Exercise brief:
Give back exactly the lines of the data below, starting with the line that has "Task: each instance of the arched" and going on through the line that has "Task: each instance of the little".

★ ★ ★

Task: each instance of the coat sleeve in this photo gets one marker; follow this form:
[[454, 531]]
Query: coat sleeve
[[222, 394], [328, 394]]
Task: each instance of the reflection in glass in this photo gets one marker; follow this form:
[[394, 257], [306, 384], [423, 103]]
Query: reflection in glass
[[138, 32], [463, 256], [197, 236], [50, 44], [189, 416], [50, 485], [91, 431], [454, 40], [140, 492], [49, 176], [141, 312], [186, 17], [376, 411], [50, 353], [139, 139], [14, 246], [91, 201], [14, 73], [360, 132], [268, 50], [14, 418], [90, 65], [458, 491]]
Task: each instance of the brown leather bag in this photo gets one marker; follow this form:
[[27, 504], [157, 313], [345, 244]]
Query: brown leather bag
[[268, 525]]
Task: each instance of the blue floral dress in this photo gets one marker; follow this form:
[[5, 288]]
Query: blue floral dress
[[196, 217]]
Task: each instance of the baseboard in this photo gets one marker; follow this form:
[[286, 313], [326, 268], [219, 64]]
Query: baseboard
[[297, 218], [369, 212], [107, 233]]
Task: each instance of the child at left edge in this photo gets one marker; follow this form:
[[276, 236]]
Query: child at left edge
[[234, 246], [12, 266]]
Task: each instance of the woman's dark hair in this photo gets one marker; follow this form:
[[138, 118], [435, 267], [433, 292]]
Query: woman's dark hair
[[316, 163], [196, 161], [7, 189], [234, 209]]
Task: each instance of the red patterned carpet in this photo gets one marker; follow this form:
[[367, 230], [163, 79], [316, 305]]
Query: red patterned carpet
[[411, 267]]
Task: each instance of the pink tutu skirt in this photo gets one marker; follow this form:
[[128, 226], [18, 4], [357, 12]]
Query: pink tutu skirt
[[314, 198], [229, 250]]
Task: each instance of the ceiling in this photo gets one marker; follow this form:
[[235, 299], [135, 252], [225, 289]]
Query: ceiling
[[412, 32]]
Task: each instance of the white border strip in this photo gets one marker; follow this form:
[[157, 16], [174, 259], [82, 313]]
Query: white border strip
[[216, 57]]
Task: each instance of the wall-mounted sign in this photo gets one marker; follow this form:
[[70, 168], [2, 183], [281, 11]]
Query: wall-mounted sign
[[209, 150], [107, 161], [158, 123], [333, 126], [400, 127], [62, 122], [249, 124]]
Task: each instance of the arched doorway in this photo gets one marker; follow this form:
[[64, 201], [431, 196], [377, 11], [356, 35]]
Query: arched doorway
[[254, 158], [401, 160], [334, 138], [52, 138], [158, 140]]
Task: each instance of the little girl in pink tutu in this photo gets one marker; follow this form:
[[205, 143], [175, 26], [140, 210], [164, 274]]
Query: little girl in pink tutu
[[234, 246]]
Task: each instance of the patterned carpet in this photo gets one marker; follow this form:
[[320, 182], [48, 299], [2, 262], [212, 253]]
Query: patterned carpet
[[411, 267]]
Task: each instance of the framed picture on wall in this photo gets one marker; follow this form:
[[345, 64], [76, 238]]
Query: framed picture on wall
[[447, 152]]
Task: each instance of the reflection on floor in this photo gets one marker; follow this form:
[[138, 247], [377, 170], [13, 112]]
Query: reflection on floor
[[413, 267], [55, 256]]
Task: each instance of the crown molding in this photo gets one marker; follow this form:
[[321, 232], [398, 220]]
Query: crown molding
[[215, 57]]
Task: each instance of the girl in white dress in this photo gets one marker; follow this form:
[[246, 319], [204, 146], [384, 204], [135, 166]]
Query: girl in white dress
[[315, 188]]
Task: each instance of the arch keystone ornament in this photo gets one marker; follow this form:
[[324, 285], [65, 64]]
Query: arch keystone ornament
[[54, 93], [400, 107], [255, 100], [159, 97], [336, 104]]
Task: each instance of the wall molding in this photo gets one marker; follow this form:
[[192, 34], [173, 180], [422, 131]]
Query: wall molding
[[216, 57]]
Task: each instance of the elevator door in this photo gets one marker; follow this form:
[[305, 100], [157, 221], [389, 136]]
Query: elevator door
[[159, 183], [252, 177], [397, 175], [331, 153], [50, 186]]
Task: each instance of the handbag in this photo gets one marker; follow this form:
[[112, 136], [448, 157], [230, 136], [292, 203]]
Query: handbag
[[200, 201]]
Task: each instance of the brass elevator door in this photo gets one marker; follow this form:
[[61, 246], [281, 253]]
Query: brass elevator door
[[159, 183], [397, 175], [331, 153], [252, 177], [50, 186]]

★ ★ ★

Answer space:
Task: each instance of the arched doorway in this photo gets one marker; follow this form:
[[64, 201], [431, 196], [377, 11], [356, 35]]
Query: arched doorway
[[254, 158], [401, 160], [334, 138], [52, 138], [158, 140]]
Task: each instance of the little girl in pink tutu in this photo gets one marker; follow this form:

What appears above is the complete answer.